*** Opening INPUT RECORDS ***

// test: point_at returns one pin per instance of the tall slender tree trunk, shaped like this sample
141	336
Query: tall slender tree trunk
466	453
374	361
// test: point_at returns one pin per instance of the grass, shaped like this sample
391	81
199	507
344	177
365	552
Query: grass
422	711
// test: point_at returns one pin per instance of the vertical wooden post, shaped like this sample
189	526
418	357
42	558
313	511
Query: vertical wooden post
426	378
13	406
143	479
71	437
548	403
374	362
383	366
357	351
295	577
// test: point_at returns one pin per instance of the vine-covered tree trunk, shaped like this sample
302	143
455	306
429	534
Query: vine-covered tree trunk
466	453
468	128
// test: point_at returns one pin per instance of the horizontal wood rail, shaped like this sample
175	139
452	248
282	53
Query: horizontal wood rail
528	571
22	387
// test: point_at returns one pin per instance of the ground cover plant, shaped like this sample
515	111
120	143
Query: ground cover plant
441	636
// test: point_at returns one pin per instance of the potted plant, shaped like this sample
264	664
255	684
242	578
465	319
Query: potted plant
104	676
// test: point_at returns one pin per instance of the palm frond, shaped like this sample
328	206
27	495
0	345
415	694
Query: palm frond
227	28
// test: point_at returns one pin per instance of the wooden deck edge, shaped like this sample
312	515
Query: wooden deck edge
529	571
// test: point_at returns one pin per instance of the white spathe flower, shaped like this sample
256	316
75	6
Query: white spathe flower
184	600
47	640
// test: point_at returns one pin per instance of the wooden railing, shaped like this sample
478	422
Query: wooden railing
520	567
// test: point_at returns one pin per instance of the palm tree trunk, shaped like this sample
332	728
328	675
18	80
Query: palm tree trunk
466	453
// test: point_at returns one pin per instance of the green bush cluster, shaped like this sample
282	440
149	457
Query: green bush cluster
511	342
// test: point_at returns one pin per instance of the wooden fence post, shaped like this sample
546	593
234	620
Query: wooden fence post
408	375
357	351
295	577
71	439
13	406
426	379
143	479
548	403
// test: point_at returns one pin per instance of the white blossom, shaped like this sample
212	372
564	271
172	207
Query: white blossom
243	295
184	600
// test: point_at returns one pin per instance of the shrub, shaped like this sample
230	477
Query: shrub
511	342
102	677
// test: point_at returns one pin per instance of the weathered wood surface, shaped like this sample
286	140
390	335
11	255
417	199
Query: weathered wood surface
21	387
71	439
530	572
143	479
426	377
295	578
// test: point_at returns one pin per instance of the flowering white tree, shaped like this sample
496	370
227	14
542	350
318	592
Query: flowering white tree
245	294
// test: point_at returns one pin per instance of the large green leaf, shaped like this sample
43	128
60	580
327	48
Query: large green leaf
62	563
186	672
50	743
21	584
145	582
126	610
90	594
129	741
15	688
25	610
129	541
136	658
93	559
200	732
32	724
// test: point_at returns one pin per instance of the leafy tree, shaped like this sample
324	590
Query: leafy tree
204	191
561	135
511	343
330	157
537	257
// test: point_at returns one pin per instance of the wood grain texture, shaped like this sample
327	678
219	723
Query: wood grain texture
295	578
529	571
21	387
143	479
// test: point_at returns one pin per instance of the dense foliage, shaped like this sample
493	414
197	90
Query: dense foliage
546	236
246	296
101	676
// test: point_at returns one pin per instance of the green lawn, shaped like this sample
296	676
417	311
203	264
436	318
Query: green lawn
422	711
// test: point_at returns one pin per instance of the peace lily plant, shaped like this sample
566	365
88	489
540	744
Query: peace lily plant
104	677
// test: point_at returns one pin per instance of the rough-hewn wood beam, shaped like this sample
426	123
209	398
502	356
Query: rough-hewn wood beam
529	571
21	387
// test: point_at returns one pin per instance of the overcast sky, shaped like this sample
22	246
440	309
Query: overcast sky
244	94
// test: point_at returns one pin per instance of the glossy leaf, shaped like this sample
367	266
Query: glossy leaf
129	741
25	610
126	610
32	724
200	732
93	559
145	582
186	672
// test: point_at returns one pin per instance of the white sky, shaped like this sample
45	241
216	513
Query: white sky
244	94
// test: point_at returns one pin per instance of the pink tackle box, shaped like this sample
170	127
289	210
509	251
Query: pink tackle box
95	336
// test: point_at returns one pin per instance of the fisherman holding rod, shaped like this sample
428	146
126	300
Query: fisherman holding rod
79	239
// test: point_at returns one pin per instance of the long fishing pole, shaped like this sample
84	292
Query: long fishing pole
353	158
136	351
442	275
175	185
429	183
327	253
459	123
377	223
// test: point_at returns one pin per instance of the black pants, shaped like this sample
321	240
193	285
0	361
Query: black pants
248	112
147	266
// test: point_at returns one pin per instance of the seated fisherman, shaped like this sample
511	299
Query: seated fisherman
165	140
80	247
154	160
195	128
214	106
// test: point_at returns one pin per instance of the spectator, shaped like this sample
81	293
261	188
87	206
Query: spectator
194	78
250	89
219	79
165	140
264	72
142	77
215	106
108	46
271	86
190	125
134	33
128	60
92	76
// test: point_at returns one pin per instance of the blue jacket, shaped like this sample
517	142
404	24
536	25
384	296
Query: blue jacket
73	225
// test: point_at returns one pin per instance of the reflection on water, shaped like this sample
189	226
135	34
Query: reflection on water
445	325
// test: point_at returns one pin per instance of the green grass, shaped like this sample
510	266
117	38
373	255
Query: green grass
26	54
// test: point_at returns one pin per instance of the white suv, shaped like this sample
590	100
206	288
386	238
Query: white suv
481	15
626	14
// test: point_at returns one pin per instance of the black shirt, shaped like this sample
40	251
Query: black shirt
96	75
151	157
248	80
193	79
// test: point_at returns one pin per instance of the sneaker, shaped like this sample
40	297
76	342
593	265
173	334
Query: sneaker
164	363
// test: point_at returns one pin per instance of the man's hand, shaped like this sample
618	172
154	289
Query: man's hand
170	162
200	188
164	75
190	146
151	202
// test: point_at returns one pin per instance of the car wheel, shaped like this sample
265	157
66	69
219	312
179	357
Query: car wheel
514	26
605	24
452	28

*** Closing INPUT RECORDS ***

DESCRIPTION OF THE TASK » Extract the complete set of records unchanged.

WRITTEN ANSWER »
// test: point_at returns one pin per instance of the tall slender tree trunk, shaped like this sample
141	336
Query: tall slender tree trunk
466	453
374	361
// test: point_at returns one pin per instance of the grass, shaped like this sample
391	81
199	507
344	177
365	552
Query: grass
422	711
// test: point_at returns one pin per instance of the vertical wooden post, shaped like this sample
189	526
418	357
42	558
313	511
Query: vertical wooden post
426	378
13	406
143	479
71	437
548	403
374	362
383	366
357	351
295	577
// test: point_at returns one pin per instance of the vine-covered tree trunk, shaped like this sample
302	143
455	306
429	534
Query: vine-covered tree trunk
466	453
468	128
// test: point_at returns one pin per instance of the horizontal wood rail, shaped like this sample
175	139
452	248
282	53
Query: horizontal wood rail
528	571
22	387
// test: point_at returns one pin per instance of the ground cover plant, shaped like this sample
515	111
120	143
Query: ground cover plant
441	636
// test: point_at returns one pin per instance of the potted plant, shaped like this sample
264	664
255	684
242	578
465	319
Query: potted plant
104	676
// test: point_at returns one pin per instance of the palm frond, shaped like this sample
328	206
27	495
0	345
415	694
Query: palm frond
227	28
// test: point_at returns one pin per instance of the wooden deck edge, shaped like this sample
312	515
Query: wooden deck edge
529	571
// test: point_at returns one pin per instance of the white spathe flower, shaped like this sample
256	316
75	6
Query: white spathe flower
184	600
47	640
// test: point_at returns one pin per instance of the wooden railing, shaped like this sample
478	422
Query: wooden railing
520	567
// test: point_at returns one pin per instance of the palm tree trunk, shaped like this sample
332	728
328	675
18	80
Query: palm tree trunk
466	453
// test: point_at returns one pin per instance of the green bush cluster, shaped like this sample
282	440
149	457
Query: green bush cluster
511	342
// test: point_at returns one pin per instance of the wooden fence post, shaped like this sample
546	593
234	620
Query: wooden fence post
408	375
357	351
295	577
71	439
13	406
426	379
143	479
548	403
// test: point_at returns one pin per instance of the white blossom, shaped like this sample
212	372
564	271
172	207
Query: white blossom
243	295
184	600
// test: point_at returns one pin per instance of the shrub, shaped like this sample
230	477
Query: shrub
511	342
102	677
// test: point_at returns one pin per instance of the weathered wood surface, shaped like this sample
286	140
390	335
11	255
417	199
Query: weathered wood surface
21	387
71	439
530	572
143	479
426	377
295	578
// test: point_at returns one pin per instance of the flowering white tree, shaped like this sample
496	370
227	14
542	350
318	592
Query: flowering white tree
245	294
// test: point_at returns one pin per instance of the large green leaf, shaped like this sample
43	128
60	580
327	48
Query: large green leaf
62	563
186	672
50	743
21	584
145	582
126	610
90	594
129	741
15	688
25	610
129	541
136	658
93	559
200	732
32	724
// test: point_at returns one pin per instance of the leafy tree, shaped like this sample
324	590
Query: leafy tree
204	191
561	135
511	343
330	157
537	257
// test: point_at returns one pin per instance of the wood grain texture, shaped like this sample
327	678
219	723
Query: wood grain texture
295	578
529	571
21	387
143	479
// test: point_at returns one pin per instance of the dense foliage, shaped like this sample
493	414
197	90
Query: dense foliage
546	236
246	296
101	676
// test: point_at returns one pin per instance of the green lawn, shaped like this sample
296	676
417	311
203	264
436	318
Query: green lawn
422	711
// test: point_at returns one pin per instance of the peace lily plant, shaped like this sample
566	365
88	489
540	744
Query: peace lily plant
104	677
// test: point_at returns one pin per instance of the rough-hewn wood beam, shaped like this sample
426	123
209	398
502	356
Query: rough-hewn wood beam
529	571
21	387
// test: point_at returns one pin per instance of the overcast sky, shaped like this sample
22	246
440	309
Query: overcast sky
244	94
// test: point_at returns one pin per instance of the glossy leaf, shaped like this sample
367	266
Query: glossy leaf
129	741
25	610
126	610
32	724
200	732
93	559
145	582
186	672
// test: point_at returns one pin per instance of the white sky, shaped like this sample
45	241
216	513
Query: white sky
244	94
// test: point_at returns one pin per instance of the pink tackle box, shaped like this sample
170	127
289	210
509	251
Query: pink tackle box
95	336
// test: point_at returns one pin per instance of the fisherman holding rod, shaped like this sample
428	146
126	300
Query: fisherman holding rod
79	239
// test: point_at returns one pin per instance of the long fishing pole, shaped like this sample
84	292
Query: long fishing pole
353	158
136	351
442	275
175	185
429	183
327	253
459	123
377	223
// test: point_at returns one pin per instance of the black pants, shaped like this sample
321	240
193	285
0	361
Query: black pants
248	112
147	266
// test: point_at returns one pin per instance of the seated fisherman, shaped like this sample
511	299
Query: seated fisherman
165	140
80	247
154	160
195	128
214	106
// test: point_at returns one pin per instance of the spectator, shaped like this sample
81	293
261	188
87	206
Query: spectator
194	78
250	89
219	79
165	140
264	72
142	77
215	106
108	46
271	86
190	125
134	33
128	60
92	76
// test: point_at returns one pin per instance of the blue jacket, shaped like this sample
517	142
404	24
536	25
384	296
Query: blue jacket
73	225
// test: point_at returns one pin per instance of the reflection on water, shaped like this sample
189	226
135	34
Query: reflection on water
445	325
// test: point_at returns one pin per instance of the green grass, shaped like this sample
510	266
117	38
373	255
Query: green grass
26	54
// test: point_at returns one pin per instance of the white suv, shaped like this sample
590	100
206	288
386	238
Query: white suv
481	15
626	14
// test: point_at returns one pin per instance of the black shirt, shaped like this sample
40	251
Query: black shirt
96	75
151	157
248	80
193	79
// test: point_at returns one pin per instance of the sneaker, shaped like this sample
40	297
76	342
593	265
173	334
Query: sneaker
164	363
// test: point_at returns one pin per instance of the man's hand, shaped like this sample
618	172
154	289
Query: man's hand
170	162
200	188
164	75
190	146
151	202
// test: point_at returns one pin per instance of the car wheel, shaped like this sample
265	157
66	69
219	312
179	357
Query: car wheel
514	26
605	24
452	28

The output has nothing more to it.